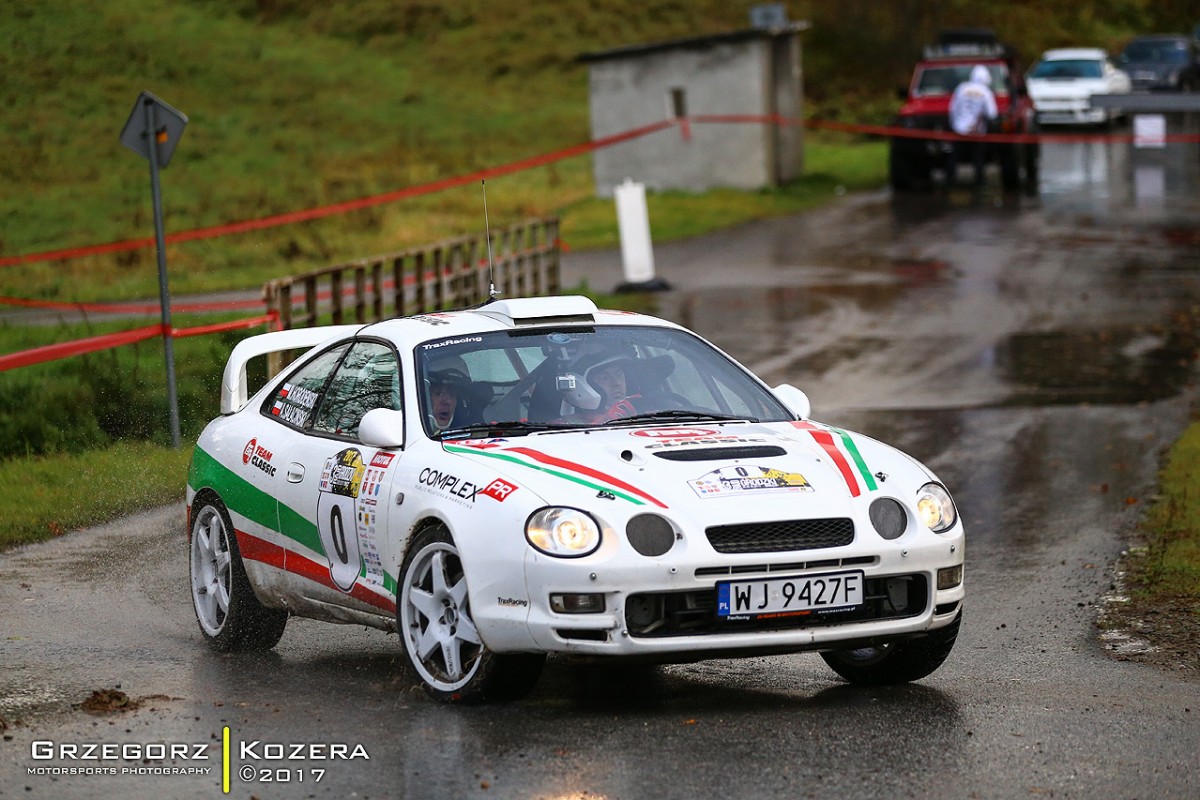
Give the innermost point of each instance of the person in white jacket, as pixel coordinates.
(972, 107)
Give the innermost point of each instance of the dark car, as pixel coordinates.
(1162, 62)
(942, 67)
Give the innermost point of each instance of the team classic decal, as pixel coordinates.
(258, 457)
(748, 480)
(825, 438)
(664, 438)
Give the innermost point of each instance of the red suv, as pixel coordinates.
(942, 67)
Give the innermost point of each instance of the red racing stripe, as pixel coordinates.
(259, 549)
(825, 439)
(585, 470)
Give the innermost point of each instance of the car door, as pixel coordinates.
(331, 505)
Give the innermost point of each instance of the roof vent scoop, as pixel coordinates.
(541, 311)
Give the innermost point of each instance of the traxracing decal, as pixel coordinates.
(823, 437)
(258, 457)
(748, 480)
(564, 469)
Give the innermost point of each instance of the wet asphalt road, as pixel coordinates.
(1037, 352)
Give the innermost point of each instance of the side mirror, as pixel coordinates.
(796, 401)
(383, 427)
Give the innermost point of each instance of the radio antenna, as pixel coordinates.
(491, 263)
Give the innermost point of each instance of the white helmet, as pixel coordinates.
(574, 384)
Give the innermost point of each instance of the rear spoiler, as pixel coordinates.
(233, 382)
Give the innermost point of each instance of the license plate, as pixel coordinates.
(784, 596)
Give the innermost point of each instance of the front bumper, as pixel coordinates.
(1071, 113)
(665, 609)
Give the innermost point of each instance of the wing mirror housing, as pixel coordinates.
(383, 427)
(796, 401)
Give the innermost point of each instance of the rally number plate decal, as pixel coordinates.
(781, 596)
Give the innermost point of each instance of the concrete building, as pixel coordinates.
(753, 72)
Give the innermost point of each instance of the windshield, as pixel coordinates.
(945, 78)
(1066, 68)
(1161, 50)
(508, 383)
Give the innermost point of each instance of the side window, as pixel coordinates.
(295, 400)
(369, 378)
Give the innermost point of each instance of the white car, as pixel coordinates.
(1063, 82)
(537, 476)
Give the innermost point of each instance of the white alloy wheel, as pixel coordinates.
(438, 633)
(229, 614)
(210, 571)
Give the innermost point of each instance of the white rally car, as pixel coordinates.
(535, 476)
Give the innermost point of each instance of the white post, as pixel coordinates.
(636, 251)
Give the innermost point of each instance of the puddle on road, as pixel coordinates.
(1102, 367)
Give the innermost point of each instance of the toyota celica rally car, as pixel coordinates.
(537, 476)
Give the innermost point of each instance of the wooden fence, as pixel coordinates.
(448, 275)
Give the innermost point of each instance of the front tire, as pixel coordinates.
(897, 662)
(229, 615)
(438, 633)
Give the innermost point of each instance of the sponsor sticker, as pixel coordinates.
(499, 489)
(748, 480)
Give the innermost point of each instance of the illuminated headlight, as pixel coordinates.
(565, 533)
(935, 507)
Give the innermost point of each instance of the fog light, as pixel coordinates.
(949, 577)
(576, 603)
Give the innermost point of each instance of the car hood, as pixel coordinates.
(1069, 88)
(671, 467)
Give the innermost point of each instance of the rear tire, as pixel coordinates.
(229, 615)
(438, 633)
(897, 662)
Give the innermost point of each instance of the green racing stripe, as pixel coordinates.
(852, 449)
(261, 507)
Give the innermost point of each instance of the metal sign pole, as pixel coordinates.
(168, 340)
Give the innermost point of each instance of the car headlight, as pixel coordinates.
(563, 533)
(935, 507)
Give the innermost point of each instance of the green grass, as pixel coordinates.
(300, 103)
(52, 495)
(1168, 573)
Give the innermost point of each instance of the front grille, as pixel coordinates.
(694, 613)
(724, 453)
(781, 536)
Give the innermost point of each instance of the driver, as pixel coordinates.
(449, 380)
(595, 385)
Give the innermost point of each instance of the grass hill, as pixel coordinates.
(298, 103)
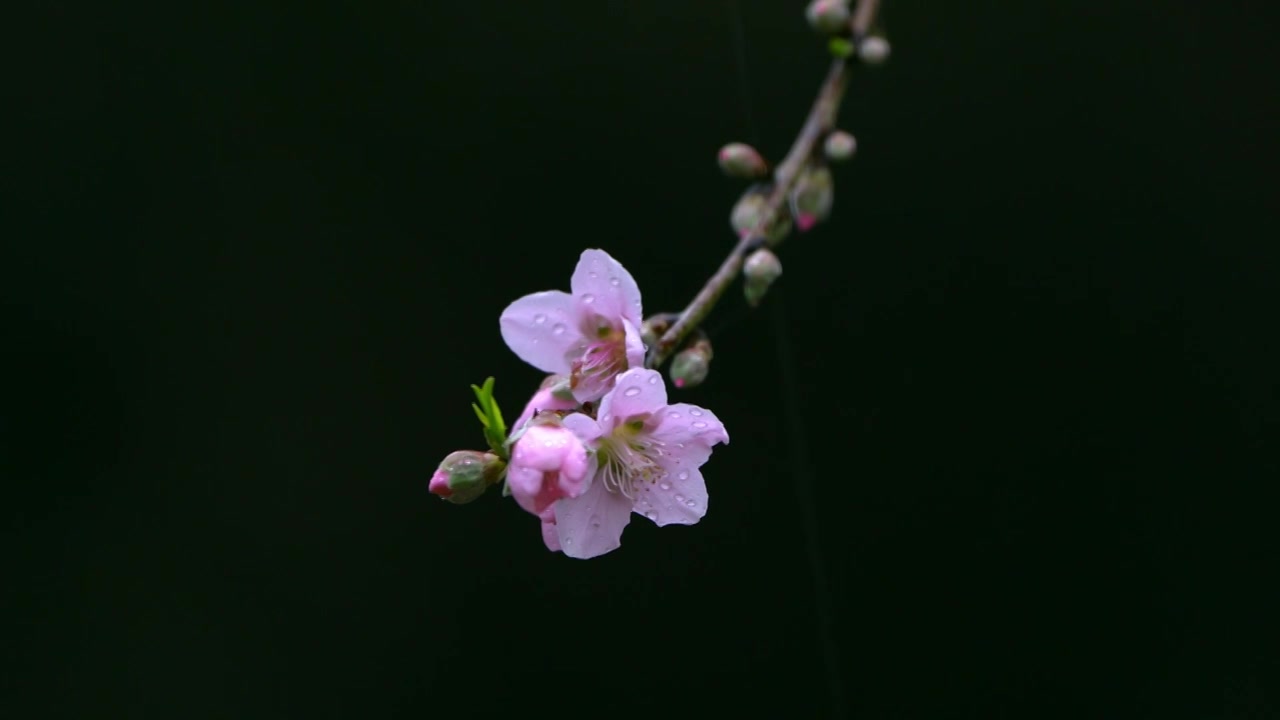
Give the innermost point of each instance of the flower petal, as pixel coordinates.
(551, 537)
(634, 343)
(602, 285)
(688, 433)
(542, 329)
(592, 524)
(529, 488)
(680, 499)
(638, 391)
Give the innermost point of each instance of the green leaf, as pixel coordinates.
(840, 48)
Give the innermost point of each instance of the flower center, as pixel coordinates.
(603, 359)
(625, 463)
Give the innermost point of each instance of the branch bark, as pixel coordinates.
(821, 121)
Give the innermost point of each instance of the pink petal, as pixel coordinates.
(592, 524)
(526, 484)
(542, 329)
(680, 499)
(544, 447)
(551, 537)
(576, 472)
(689, 433)
(603, 286)
(634, 343)
(638, 391)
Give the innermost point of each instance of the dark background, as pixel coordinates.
(257, 254)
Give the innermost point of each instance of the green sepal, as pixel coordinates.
(840, 48)
(487, 410)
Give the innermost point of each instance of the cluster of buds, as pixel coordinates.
(833, 18)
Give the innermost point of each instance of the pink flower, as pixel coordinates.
(647, 454)
(589, 335)
(548, 463)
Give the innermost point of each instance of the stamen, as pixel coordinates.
(625, 464)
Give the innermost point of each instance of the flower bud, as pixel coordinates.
(812, 196)
(759, 272)
(464, 475)
(689, 368)
(553, 395)
(839, 146)
(827, 16)
(749, 210)
(547, 463)
(873, 50)
(741, 160)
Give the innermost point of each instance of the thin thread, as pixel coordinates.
(798, 452)
(744, 83)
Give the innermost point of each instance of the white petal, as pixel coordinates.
(542, 329)
(592, 524)
(688, 433)
(680, 499)
(638, 391)
(603, 286)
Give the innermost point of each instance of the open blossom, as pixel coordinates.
(647, 461)
(589, 335)
(548, 461)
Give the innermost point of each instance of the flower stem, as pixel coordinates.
(819, 122)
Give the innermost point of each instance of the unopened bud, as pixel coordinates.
(873, 50)
(759, 272)
(464, 475)
(749, 212)
(813, 196)
(741, 160)
(689, 368)
(840, 146)
(827, 16)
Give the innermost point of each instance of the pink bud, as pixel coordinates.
(741, 160)
(464, 475)
(547, 463)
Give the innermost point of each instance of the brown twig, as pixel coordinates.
(819, 122)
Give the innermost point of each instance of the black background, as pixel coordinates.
(259, 251)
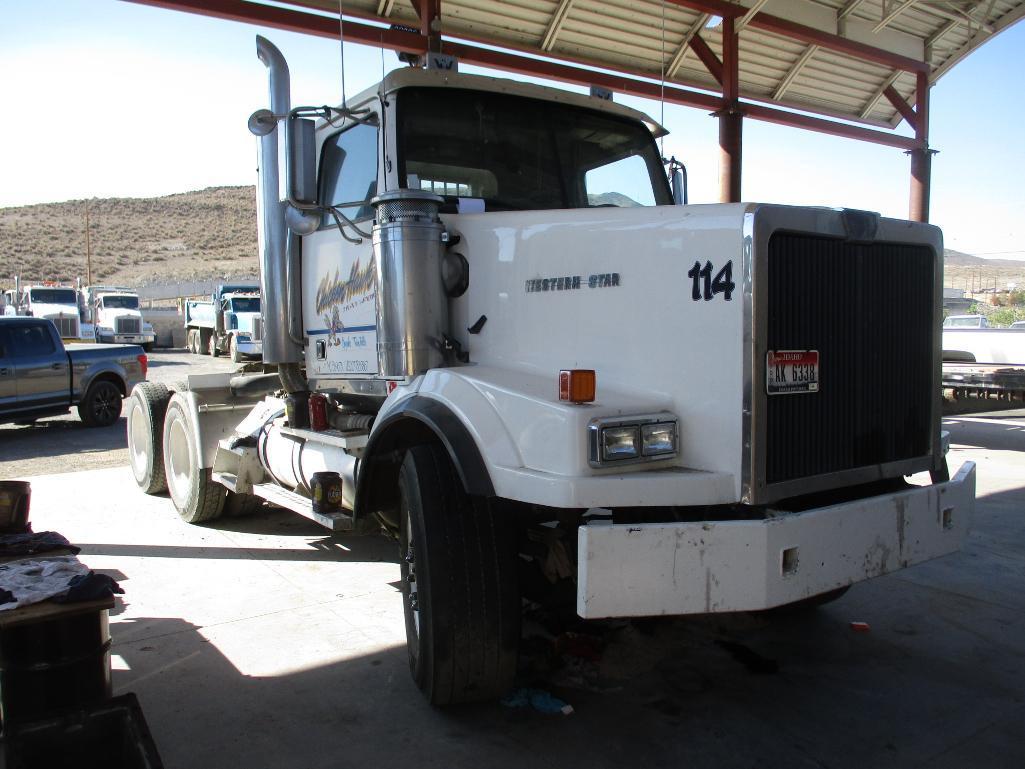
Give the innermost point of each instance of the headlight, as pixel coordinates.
(659, 438)
(622, 440)
(619, 443)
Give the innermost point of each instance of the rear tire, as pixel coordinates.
(147, 407)
(100, 406)
(460, 594)
(195, 495)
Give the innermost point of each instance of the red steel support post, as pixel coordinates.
(730, 119)
(921, 158)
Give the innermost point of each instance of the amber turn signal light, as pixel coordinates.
(577, 385)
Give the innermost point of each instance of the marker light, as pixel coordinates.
(577, 385)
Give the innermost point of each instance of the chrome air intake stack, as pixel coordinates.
(278, 346)
(412, 308)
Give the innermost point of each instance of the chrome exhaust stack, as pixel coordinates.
(279, 347)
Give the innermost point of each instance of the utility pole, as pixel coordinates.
(88, 249)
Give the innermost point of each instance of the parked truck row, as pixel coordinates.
(106, 314)
(653, 409)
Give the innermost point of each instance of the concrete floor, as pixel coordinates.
(265, 642)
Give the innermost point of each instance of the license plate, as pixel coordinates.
(790, 371)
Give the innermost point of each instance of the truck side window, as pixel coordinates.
(349, 171)
(622, 183)
(31, 339)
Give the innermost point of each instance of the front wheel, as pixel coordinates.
(460, 595)
(100, 406)
(196, 495)
(147, 406)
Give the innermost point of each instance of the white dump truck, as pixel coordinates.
(51, 299)
(116, 316)
(539, 374)
(230, 322)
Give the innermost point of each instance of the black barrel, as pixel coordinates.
(14, 498)
(59, 662)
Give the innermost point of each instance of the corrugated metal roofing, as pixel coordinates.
(649, 38)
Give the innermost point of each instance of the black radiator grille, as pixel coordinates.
(868, 311)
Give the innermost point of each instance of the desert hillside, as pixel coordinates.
(206, 234)
(212, 234)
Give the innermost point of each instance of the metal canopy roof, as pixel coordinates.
(863, 65)
(854, 59)
(866, 46)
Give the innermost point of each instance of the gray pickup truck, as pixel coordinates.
(41, 377)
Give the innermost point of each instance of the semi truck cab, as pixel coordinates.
(492, 321)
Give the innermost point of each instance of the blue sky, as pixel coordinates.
(116, 99)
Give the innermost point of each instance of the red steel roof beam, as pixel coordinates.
(731, 119)
(276, 17)
(921, 157)
(291, 21)
(902, 107)
(429, 12)
(806, 34)
(707, 56)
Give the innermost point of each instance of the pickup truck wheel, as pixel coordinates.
(460, 595)
(147, 407)
(100, 406)
(195, 495)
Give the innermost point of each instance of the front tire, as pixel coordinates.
(196, 496)
(100, 406)
(147, 407)
(460, 596)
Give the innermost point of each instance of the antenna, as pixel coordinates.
(661, 97)
(341, 48)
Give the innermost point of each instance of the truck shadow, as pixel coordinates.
(59, 436)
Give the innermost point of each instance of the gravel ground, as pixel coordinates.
(63, 444)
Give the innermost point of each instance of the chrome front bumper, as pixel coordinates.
(718, 566)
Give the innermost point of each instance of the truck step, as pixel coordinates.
(298, 503)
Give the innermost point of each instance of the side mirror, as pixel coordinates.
(679, 181)
(300, 144)
(302, 215)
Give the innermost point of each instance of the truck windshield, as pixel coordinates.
(53, 295)
(245, 305)
(120, 302)
(525, 154)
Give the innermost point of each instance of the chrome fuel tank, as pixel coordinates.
(412, 309)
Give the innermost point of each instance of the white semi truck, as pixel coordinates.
(51, 299)
(667, 409)
(230, 322)
(116, 316)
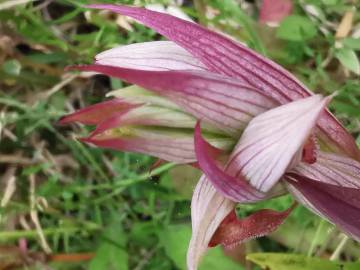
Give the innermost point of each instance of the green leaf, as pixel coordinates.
(279, 261)
(348, 59)
(111, 254)
(352, 43)
(176, 238)
(296, 28)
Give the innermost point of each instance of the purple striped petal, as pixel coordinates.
(271, 141)
(233, 231)
(156, 55)
(228, 57)
(147, 116)
(170, 144)
(136, 94)
(165, 144)
(94, 114)
(340, 205)
(221, 101)
(332, 169)
(235, 189)
(208, 210)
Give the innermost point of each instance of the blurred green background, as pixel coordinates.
(72, 206)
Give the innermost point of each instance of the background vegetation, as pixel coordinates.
(66, 205)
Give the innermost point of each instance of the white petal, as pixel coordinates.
(332, 169)
(208, 210)
(155, 55)
(272, 139)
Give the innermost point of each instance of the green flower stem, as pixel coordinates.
(316, 239)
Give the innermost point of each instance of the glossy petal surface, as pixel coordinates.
(271, 140)
(228, 57)
(156, 55)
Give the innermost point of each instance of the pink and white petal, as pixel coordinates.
(94, 114)
(155, 55)
(147, 116)
(156, 117)
(332, 169)
(272, 139)
(340, 205)
(223, 102)
(274, 11)
(225, 56)
(208, 210)
(235, 189)
(176, 145)
(164, 144)
(233, 231)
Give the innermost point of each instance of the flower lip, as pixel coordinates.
(228, 57)
(236, 189)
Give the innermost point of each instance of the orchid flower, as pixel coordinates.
(200, 96)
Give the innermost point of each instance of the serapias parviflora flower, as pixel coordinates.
(201, 94)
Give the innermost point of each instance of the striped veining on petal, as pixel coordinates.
(94, 114)
(229, 57)
(169, 146)
(208, 210)
(236, 189)
(155, 55)
(218, 100)
(332, 169)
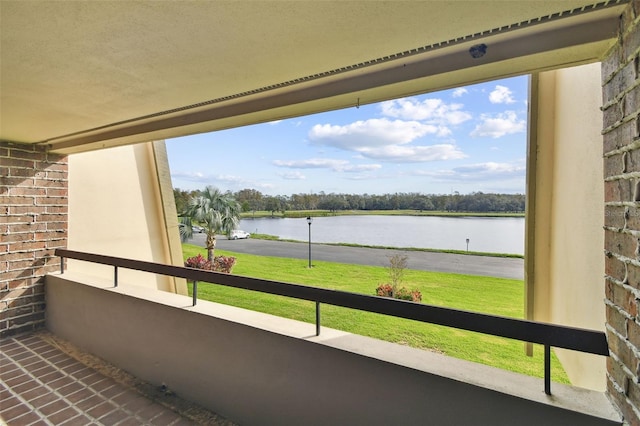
··········
Assigned task
The lines to repeat run from the line containing "Give the innermost point of each instance of the orchid" through the last line of the material above; give them exactly, without the pictures.

Response below
Give the innermost point of each instance of the orchid flower, as pixel coordinates.
(200, 96)
Give the innermost point of each instance of the serapias parviflora flower, as pixel coordinates.
(201, 94)
Give the innermost point of each instance of the striped veining on petal, as pixel coordinates.
(94, 114)
(229, 57)
(169, 146)
(208, 210)
(236, 189)
(155, 55)
(218, 100)
(332, 169)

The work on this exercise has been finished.